Katanga Business

Les liens et affaires ne manquent pas entre le meilleur club africain du moment et notre pays.

Le Tout Puissant Mazembe est entré dans l’Histoire récemment en devenant le tout premier club africain à accéder à la finale du Mondial des Clubs. Même s’il a été battu sèchement par l’Inter Milan (3-0), le mérite du club-phare de Lubumbashi est grand d’avoir abouti là où d’autres ténors du continent, style l’Al-Ahly ou le Zamalek du Caire (respectivement six et cinq fois vainqueurs de la Ligue des Champions d’Afrique) ou l’Espérance Sportive de Tunis (gagnant de toutes les compétitions africaines) se sont toujours cassé les dents.

Lauréat de la Ligue des Champions d’Afrique tant en 2009 (face aux Nigérians du FC Heartland, 2-1 en déplacement et 1-0 à domicile) qu’en 2010 (devant l’Espérance Tunis, 5-0 à Lubumbashi et 1-1 dans la capitale tunisienne) le TPM semble bien parti pour asseoir sa domination pendant quelques années, comme il l’avait déjà fait à la fin des sixties, quand il répondait encore au nom de Tout Puissant Englebert. Détail amusant : aussi bien en ces temps reculés qu’aujourd’hui, on relève des liens entre ce club et la Belgique.

Fondé par des moines bénédictins

A l’image de ce que le père scheutiste Raphaël de la Kéthulle de Ryhove avait fait, dès 1919, pour l’essor du football à l’Institut Saint-Joseph de Léopoldville (future Kinshasa), le moine bénédictin Grégoire Coussement s’y lance à Elisabethville (future Lubumbashi). A la tête de l’Institut Saint-Boniface, il met sur pied une équipe pour des élèves dont le seul passe-temps est le scoutisme. En guise de reconnaissance pour le patron de la troupe, elle est baptisée FC Saint-Georges et s’affilie d’emblée à la FRASI, la Fédération Royale des Associations Sportives Indigènes où elle termine son premier exercice, en 1939, à la troisième place derrière le Léopold et le Prince-Charles, deux clubs qui ont pris par la suite les appellations de FC Vijana Katuba et Lubumbashi Sports.

################

• [CONSIGNE A]: Convertissez en liste JSON de chaînes les lignes du listing comprises entre celle qui contient « Each instance of the navy football shorts » et la fin du listing, bornes incluses. Chaque ligne doit devenir une chaîne, et les lignes vides doivent être omises.

• [DONNÉES D'ENTRÉE]:

################

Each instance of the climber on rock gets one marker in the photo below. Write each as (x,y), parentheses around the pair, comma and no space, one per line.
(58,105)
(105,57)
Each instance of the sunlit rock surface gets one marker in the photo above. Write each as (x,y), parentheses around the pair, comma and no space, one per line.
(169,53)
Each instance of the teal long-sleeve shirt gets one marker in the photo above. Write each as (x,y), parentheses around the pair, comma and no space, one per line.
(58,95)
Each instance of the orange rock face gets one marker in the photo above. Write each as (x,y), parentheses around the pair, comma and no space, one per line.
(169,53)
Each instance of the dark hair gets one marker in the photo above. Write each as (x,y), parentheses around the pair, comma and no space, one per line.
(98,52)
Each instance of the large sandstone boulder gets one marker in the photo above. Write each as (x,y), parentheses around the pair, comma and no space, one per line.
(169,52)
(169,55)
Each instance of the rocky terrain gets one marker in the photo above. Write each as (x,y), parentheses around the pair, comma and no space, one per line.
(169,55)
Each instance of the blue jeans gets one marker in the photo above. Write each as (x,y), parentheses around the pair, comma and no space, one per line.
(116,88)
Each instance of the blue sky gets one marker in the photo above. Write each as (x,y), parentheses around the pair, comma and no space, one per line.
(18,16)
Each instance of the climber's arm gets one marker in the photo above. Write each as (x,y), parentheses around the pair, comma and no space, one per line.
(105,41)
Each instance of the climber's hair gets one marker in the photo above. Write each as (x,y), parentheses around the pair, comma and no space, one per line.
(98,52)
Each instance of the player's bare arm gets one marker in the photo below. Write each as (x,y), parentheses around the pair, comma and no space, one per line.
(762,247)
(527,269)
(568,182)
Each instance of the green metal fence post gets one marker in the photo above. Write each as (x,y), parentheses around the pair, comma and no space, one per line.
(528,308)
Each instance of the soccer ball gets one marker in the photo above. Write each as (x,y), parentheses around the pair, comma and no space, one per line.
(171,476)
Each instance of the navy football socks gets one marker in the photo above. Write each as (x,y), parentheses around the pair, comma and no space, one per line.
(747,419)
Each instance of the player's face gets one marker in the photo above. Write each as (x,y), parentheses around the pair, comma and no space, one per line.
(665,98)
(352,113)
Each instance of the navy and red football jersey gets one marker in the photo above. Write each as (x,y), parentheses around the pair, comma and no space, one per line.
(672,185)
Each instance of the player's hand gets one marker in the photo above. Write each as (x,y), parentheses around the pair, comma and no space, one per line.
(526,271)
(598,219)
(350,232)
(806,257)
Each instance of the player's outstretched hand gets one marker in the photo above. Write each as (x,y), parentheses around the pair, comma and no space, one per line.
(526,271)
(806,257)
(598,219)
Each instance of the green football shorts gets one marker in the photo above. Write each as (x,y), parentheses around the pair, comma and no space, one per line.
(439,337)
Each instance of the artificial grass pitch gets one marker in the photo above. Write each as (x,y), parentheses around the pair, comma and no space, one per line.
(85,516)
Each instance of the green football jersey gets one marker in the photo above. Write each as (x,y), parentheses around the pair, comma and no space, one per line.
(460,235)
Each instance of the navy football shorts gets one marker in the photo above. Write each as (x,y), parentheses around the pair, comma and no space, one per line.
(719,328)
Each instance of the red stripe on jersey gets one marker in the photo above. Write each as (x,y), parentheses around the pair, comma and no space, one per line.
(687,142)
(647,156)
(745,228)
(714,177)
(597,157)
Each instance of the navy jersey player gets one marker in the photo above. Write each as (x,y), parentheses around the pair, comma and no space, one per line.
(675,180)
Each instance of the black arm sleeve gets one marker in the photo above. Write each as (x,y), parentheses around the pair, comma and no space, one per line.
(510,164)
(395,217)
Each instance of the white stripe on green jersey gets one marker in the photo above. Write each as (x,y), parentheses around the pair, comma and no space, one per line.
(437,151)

################

• [CONSIGNE B]: Recopiez fidèlement le passage du texte sur le TP Mazembe compris entre « Fondé par des » et « et Lubumbashi Sports. », inclus.

• [RÉSULTAT A]:
[
  "Each instance of the navy football shorts gets one marker in the photo above. Write each as (x,y), parentheses around the pair, comma and no space, one per line.",
  "(719,328)",
  "Each instance of the red stripe on jersey gets one marker in the photo above. Write each as (x,y), parentheses around the pair, comma and no space, one per line.",
  "(687,142)",
  "(647,156)",
  "(745,228)",
  "(714,177)",
  "(597,157)",
  "Each instance of the navy jersey player gets one marker in the photo above. Write each as (x,y), parentheses around the pair, comma and no space, one per line.",
  "(675,180)",
  "Each instance of the black arm sleeve gets one marker in the photo above. Write each as (x,y), parentheses around the pair, comma and no space, one per line.",
  "(510,164)",
  "(395,217)",
  "Each instance of the white stripe on green jersey gets one marker in the photo above. Write each as (x,y), parentheses around the pair, comma and no space, one per line.",
  "(437,151)"
]

• [RÉSULTAT B]:
Fondé par des moines bénédictins

A l’image de ce que le père scheutiste Raphaël de la Kéthulle de Ryhove avait fait, dès 1919, pour l’essor du football à l’Institut Saint-Joseph de Léopoldville (future Kinshasa), le moine bénédictin Grégoire Coussement s’y lance à Elisabethville (future Lubumbashi). A la tête de l’Institut Saint-Boniface, il met sur pied une équipe pour des élèves dont le seul passe-temps est le scoutisme. En guise de reconnaissance pour le patron de la troupe, elle est baptisée FC Saint-Georges et s’affilie d’emblée à la FRASI, la Fédération Royale des Associations Sportives Indigènes où elle termine son premier exercice, en 1939, à la troisième place derrière le Léopold et le Prince-Charles, deux clubs qui ont pris par la suite les appellations de FC Vijana Katuba et Lubumbashi Sports.